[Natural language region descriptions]
◇ ◇ ◇
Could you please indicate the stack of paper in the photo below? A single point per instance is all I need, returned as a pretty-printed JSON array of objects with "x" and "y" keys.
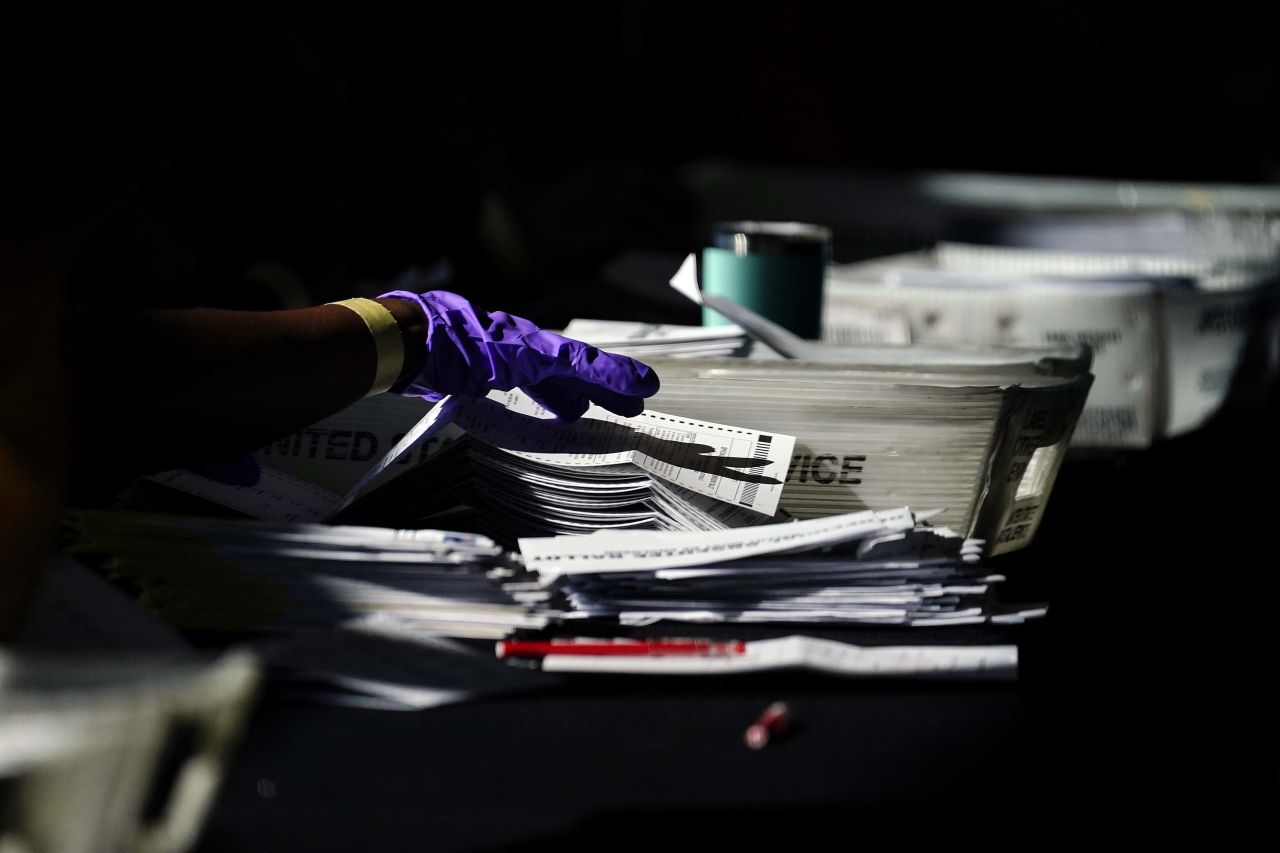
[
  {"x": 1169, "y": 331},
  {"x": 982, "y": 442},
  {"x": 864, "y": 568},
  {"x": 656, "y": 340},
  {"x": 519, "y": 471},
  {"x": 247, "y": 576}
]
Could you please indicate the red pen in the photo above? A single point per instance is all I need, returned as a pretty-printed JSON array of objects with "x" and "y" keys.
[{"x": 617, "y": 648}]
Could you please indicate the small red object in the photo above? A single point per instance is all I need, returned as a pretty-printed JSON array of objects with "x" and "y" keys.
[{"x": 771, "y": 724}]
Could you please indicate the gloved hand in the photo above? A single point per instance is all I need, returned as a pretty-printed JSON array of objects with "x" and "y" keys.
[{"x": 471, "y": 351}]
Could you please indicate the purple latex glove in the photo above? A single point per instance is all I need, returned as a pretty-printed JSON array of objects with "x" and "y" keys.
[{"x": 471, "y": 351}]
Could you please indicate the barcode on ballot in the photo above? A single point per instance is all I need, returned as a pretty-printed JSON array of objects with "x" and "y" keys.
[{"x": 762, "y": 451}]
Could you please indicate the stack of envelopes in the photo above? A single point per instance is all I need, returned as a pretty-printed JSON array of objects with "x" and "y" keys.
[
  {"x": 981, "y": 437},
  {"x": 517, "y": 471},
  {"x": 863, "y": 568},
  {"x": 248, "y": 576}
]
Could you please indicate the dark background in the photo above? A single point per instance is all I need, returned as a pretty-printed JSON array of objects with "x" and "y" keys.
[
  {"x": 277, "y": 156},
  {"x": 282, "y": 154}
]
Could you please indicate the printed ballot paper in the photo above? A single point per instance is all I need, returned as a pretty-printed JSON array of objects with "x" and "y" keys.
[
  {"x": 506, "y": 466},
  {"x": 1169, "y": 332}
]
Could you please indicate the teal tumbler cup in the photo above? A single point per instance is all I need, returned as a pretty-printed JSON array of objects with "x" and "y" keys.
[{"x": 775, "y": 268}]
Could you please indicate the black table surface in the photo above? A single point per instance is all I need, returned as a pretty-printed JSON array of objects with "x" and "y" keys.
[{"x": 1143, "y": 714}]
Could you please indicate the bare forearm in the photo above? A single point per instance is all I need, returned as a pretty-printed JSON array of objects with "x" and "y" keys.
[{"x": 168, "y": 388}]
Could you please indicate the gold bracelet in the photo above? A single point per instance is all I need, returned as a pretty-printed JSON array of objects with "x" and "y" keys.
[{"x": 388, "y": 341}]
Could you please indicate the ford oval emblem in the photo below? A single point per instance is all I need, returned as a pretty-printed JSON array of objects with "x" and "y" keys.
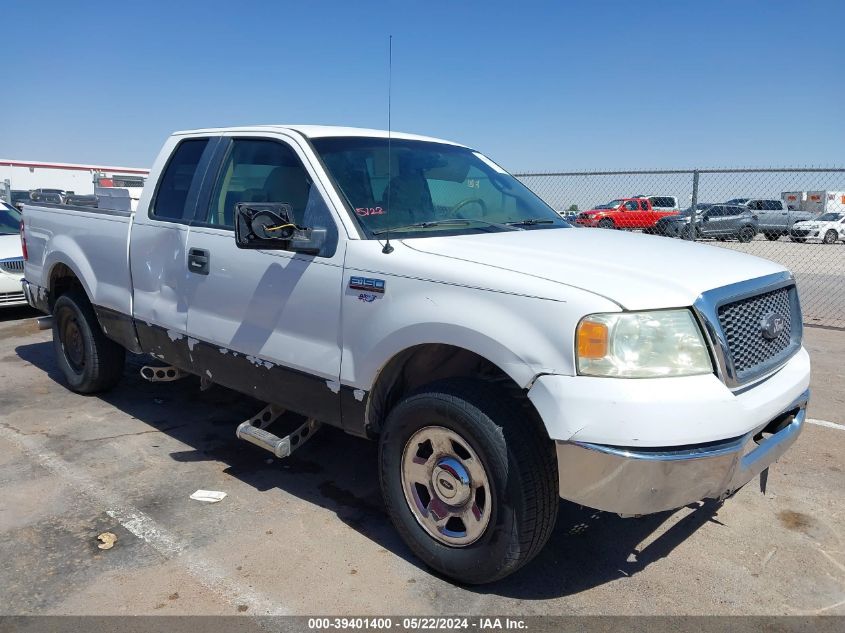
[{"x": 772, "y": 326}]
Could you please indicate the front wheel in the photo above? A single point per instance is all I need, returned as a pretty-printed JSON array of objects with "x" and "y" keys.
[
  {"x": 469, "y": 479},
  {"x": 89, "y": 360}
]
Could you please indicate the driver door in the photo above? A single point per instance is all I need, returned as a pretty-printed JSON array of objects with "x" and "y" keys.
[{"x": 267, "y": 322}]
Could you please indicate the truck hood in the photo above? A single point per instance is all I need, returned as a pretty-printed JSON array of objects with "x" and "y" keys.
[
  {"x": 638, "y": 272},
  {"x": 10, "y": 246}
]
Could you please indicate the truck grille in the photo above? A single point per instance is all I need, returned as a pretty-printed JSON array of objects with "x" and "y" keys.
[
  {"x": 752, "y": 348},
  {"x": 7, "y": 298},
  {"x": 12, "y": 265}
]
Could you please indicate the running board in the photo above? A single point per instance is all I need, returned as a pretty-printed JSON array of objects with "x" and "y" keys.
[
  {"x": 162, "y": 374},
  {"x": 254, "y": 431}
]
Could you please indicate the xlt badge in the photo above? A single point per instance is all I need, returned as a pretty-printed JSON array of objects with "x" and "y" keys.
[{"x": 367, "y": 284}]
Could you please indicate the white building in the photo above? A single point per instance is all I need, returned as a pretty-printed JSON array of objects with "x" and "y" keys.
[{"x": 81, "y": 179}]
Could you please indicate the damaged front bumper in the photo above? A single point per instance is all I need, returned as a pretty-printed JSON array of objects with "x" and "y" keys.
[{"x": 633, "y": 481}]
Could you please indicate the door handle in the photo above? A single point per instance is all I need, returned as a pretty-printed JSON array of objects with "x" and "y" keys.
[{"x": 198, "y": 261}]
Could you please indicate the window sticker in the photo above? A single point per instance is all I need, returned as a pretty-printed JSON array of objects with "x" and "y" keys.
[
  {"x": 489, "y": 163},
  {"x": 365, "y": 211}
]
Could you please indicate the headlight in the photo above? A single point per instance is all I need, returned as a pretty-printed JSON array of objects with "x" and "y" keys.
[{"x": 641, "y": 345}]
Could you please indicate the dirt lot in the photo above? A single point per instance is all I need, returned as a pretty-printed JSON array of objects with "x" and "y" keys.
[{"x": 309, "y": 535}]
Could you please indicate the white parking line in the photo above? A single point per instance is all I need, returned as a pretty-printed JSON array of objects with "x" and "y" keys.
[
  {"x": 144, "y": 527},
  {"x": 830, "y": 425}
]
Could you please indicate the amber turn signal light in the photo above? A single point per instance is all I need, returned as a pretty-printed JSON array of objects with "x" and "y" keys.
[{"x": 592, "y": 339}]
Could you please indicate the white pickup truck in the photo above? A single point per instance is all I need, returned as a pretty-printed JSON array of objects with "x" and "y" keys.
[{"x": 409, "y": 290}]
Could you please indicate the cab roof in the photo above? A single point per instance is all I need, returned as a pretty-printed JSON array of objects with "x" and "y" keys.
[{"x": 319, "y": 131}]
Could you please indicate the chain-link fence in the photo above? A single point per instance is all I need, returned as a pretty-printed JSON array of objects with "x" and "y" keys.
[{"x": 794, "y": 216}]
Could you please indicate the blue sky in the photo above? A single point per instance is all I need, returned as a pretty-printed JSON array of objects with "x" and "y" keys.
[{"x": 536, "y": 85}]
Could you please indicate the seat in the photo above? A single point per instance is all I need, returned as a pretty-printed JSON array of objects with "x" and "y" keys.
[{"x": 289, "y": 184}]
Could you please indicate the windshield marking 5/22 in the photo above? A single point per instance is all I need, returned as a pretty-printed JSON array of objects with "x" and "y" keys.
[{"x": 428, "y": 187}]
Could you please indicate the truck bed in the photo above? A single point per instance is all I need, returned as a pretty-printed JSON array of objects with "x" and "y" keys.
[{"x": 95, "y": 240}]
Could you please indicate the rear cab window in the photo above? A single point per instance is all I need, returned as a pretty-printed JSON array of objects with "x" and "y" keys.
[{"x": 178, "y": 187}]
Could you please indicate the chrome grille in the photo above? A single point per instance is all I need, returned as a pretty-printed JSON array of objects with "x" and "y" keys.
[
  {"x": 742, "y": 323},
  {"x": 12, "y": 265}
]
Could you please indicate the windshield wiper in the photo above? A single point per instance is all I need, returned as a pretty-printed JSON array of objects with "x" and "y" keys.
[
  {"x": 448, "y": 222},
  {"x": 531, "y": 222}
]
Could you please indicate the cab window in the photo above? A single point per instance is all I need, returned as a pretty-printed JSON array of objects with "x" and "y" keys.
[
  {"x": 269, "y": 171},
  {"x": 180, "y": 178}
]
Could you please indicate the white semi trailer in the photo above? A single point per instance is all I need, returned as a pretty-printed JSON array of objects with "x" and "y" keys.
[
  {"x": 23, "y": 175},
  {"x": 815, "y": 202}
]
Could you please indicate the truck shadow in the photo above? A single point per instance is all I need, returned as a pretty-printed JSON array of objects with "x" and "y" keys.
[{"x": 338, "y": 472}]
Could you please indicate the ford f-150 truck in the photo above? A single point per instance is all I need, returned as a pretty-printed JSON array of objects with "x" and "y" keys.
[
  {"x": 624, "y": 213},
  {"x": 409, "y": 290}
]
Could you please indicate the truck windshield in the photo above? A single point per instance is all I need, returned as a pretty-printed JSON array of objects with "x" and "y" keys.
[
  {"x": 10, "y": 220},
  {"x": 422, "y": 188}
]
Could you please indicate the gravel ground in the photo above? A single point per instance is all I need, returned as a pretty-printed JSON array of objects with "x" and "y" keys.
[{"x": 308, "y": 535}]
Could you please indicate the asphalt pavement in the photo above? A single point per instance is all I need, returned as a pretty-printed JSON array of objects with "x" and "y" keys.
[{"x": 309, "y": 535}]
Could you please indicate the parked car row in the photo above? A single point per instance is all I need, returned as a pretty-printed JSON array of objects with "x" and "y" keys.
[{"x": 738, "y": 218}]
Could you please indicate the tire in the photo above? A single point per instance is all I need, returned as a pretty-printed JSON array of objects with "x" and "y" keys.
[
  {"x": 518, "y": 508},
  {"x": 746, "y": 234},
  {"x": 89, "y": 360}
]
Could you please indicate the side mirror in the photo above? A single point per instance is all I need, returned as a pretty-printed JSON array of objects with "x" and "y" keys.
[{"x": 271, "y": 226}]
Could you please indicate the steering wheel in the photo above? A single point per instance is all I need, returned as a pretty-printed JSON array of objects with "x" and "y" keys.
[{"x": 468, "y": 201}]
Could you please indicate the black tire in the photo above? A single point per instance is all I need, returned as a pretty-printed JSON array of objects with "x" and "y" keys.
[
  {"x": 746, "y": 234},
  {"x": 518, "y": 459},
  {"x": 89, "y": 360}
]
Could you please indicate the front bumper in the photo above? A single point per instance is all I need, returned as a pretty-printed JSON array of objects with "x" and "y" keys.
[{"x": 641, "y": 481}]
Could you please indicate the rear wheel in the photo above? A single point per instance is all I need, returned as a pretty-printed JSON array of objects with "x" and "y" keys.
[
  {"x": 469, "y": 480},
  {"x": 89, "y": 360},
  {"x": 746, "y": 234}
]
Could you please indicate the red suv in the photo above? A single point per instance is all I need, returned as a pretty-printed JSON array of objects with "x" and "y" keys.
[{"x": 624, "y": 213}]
◇ ◇ ◇
The answer must be the line containing "Could you please indicate the front bumper" and every line after it to the end of the data, each set down exactly.

Could you please indicate the front bumper in the photo above? A single point per instance is all I need, returned as a pretty-printed JSON array of objects with "x" and "y" keys.
[{"x": 641, "y": 481}]
Could you please indicate the rear wheel in the photo above? A single point per instance is all I need, returned as a pretty-printed JSON array of objects with "x" and "y" keys.
[
  {"x": 469, "y": 480},
  {"x": 89, "y": 360},
  {"x": 746, "y": 234}
]
Could you please indicate the red suv in the photo above? A single point per instance is all I need, returned as a pretty-printed JSON array of objects with "x" and "y" keys.
[{"x": 624, "y": 213}]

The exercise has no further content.